### WHAT THE EXERCISE ASKS
Can you rewrite the items below as a Markdown table with the columns Row and Line, starting at the line containing "For the evaluation set, pick out each instance of the brown" and ending at the line containing "x=142 y=343", giving each line a row number and leaving out blank lines?
:::
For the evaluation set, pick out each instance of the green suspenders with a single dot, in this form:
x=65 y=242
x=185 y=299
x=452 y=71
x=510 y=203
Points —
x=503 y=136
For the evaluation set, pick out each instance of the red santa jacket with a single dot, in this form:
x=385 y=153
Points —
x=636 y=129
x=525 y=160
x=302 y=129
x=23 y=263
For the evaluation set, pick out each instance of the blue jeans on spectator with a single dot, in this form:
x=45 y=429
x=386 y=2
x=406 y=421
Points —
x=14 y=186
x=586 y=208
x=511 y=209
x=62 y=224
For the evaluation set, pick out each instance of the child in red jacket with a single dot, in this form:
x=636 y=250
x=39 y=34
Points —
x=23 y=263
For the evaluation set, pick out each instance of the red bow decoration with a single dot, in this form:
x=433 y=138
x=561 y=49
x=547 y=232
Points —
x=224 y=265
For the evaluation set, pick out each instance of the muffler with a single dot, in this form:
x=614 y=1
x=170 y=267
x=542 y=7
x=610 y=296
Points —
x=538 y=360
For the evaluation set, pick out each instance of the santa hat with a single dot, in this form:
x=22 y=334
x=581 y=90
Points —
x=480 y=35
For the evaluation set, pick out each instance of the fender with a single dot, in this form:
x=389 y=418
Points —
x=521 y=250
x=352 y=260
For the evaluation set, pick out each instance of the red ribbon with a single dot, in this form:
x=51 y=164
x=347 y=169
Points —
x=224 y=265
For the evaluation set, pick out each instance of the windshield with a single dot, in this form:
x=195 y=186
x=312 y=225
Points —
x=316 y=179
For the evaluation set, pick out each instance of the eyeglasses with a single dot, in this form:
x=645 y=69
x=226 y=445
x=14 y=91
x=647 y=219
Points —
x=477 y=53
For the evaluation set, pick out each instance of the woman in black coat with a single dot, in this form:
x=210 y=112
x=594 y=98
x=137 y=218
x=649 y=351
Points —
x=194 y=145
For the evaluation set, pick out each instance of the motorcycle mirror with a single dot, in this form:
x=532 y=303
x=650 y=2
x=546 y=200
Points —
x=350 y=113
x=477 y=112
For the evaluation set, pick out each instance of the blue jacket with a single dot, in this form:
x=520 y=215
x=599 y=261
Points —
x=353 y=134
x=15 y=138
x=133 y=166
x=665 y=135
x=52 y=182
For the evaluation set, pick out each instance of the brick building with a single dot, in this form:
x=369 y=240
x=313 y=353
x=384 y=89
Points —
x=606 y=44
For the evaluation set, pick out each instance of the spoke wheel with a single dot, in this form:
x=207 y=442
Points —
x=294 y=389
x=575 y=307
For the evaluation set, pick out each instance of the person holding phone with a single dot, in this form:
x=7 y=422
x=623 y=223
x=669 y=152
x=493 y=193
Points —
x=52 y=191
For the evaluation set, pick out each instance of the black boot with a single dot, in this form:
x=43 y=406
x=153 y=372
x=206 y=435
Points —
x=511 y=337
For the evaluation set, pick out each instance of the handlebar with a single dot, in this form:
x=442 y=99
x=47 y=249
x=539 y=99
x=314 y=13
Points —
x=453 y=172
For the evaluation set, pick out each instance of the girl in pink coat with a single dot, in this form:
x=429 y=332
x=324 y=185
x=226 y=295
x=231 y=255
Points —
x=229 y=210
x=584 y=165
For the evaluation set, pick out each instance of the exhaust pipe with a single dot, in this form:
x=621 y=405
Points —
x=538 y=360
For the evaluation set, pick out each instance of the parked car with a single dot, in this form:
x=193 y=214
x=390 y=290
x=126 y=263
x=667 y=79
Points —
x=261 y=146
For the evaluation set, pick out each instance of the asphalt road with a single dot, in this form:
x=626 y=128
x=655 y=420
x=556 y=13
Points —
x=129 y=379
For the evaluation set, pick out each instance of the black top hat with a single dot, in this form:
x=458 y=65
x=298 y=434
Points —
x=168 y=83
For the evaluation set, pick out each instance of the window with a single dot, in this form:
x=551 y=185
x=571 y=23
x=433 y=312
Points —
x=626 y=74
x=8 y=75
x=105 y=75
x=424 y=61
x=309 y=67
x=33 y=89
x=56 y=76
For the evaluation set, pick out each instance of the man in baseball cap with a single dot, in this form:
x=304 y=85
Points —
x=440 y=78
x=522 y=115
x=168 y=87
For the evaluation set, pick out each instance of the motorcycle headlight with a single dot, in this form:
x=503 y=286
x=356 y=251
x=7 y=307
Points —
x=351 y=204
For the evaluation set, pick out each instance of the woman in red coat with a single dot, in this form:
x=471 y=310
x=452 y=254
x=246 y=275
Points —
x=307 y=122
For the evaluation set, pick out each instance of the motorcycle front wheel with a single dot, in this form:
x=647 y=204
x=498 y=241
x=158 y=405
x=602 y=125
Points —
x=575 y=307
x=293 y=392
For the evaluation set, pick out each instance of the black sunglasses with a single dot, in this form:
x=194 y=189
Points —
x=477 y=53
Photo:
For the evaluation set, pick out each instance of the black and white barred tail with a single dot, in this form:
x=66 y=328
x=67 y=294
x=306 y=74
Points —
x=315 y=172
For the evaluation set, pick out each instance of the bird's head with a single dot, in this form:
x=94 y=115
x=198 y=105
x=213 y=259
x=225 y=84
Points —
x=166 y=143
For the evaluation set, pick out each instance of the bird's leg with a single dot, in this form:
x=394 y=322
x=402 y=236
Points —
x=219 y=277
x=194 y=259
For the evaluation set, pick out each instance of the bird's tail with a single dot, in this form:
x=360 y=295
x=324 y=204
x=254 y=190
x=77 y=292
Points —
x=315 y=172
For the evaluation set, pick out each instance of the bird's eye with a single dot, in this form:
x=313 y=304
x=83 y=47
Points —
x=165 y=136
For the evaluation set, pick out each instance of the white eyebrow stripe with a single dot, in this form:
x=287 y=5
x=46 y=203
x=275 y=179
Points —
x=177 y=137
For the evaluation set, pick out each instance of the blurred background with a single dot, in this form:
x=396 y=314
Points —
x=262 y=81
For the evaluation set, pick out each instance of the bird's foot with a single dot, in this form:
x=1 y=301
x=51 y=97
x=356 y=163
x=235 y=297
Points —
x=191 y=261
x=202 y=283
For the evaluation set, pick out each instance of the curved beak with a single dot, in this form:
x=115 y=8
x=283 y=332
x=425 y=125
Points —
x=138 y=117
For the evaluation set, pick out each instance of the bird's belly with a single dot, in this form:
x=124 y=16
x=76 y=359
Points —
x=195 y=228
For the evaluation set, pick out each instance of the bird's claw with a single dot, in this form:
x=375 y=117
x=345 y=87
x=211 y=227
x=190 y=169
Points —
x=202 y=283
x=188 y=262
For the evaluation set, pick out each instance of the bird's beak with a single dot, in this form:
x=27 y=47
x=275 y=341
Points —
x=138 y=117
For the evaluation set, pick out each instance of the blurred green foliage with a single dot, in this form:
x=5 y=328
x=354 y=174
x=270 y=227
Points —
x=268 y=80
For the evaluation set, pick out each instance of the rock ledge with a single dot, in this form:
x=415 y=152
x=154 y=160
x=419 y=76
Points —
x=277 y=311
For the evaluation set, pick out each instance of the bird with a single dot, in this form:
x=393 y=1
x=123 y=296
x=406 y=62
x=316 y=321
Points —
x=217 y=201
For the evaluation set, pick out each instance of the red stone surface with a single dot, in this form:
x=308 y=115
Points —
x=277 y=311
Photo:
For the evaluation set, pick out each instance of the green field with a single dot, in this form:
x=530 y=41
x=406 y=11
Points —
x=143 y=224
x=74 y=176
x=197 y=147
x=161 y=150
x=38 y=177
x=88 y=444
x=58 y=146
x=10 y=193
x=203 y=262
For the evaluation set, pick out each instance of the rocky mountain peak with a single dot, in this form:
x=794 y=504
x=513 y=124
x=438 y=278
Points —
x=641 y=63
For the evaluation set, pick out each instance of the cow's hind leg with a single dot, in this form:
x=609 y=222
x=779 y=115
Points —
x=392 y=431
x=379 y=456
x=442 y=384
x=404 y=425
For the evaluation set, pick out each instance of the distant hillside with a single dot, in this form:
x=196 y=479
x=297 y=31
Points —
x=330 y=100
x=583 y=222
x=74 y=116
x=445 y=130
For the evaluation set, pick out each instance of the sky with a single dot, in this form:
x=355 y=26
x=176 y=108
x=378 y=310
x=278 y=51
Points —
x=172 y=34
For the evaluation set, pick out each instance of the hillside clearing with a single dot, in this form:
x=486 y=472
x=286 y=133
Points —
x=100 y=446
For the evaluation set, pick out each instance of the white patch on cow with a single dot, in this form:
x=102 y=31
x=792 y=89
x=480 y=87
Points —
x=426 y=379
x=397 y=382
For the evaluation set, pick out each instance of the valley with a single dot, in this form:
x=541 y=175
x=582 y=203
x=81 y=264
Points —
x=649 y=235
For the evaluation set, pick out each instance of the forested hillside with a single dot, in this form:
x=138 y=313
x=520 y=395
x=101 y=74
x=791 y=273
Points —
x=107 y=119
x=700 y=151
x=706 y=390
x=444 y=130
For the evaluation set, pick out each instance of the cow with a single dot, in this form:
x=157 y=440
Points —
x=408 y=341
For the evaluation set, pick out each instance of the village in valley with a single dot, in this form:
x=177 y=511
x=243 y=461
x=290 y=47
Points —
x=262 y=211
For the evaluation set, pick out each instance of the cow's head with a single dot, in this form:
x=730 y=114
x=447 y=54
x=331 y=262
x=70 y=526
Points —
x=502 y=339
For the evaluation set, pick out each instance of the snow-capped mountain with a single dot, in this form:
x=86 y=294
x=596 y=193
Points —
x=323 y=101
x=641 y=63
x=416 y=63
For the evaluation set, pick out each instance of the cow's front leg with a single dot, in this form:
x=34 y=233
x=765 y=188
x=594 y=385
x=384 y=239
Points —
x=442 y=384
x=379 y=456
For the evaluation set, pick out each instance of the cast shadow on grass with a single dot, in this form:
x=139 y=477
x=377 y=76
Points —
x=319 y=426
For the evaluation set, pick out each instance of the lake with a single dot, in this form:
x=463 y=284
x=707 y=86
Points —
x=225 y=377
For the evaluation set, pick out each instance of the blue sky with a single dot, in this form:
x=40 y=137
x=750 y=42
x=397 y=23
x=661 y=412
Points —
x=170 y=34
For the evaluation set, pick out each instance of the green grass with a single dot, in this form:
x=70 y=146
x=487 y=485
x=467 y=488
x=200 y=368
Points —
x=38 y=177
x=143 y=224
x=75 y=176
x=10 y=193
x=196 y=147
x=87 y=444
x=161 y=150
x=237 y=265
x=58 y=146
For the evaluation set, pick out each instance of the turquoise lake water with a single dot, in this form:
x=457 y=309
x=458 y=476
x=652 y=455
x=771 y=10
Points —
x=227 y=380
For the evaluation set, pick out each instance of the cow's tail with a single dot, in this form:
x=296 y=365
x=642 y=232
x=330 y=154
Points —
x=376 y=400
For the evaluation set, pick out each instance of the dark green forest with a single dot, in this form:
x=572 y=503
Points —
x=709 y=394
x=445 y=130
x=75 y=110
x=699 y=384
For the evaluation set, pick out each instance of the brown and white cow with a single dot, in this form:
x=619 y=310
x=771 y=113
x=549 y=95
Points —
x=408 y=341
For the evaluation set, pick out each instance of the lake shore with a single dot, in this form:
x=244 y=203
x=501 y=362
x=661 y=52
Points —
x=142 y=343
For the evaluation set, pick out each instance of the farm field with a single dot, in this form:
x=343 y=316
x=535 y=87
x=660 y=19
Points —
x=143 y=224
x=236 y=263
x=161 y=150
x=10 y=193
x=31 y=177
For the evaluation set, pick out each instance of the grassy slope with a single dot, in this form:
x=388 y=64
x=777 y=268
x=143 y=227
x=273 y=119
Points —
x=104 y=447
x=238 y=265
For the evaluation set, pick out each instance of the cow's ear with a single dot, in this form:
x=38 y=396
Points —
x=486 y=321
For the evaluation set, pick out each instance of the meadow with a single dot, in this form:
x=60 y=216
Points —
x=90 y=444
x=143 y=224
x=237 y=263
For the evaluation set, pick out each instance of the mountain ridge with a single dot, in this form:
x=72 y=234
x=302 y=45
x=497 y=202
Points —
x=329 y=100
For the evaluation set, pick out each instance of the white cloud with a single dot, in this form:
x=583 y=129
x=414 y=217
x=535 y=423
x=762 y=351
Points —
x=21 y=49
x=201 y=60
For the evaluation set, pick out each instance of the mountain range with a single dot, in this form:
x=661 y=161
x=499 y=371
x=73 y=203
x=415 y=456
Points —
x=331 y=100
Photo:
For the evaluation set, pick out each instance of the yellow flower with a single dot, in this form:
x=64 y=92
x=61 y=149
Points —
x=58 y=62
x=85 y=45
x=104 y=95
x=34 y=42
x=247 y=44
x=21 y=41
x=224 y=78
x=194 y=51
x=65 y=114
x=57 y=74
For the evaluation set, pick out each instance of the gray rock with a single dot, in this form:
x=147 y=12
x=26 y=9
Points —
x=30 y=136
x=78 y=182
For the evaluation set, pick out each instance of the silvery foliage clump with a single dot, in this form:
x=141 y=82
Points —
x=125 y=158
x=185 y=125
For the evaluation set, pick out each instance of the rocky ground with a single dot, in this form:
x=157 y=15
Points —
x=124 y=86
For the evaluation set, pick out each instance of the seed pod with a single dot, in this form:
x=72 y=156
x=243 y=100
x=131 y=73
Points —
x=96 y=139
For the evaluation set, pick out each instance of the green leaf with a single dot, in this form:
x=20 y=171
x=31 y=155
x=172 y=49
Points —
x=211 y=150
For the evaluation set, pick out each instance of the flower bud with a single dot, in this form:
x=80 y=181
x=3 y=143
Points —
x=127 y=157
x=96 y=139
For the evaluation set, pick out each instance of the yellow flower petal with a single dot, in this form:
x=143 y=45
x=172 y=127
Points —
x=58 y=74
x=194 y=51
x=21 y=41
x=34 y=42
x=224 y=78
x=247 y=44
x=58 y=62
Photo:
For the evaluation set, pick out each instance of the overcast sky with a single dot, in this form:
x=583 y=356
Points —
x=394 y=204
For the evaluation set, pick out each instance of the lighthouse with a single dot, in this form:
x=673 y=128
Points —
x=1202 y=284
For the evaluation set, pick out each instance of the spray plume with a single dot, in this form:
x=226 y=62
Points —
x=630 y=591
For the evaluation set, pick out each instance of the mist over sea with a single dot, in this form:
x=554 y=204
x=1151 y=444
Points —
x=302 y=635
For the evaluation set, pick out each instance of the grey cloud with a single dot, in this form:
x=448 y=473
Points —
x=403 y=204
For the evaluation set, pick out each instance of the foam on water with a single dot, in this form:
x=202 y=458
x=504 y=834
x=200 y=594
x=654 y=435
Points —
:::
### ANSWER TO THE PROBLEM
| Row | Line |
|---|---|
| 1 | For the evaluation set, pick out each instance of the brown and white cow with a single dot, in this form: |
| 2 | x=619 y=310 |
| 3 | x=771 y=113 |
| 4 | x=549 y=95 |
| 5 | Points — |
| 6 | x=408 y=341 |
| 7 | For the evaluation set, pick out each instance of the lake shore with a single dot, in this form: |
| 8 | x=244 y=203 |
| 9 | x=501 y=362 |
| 10 | x=661 y=52 |
| 11 | Points — |
| 12 | x=142 y=343 |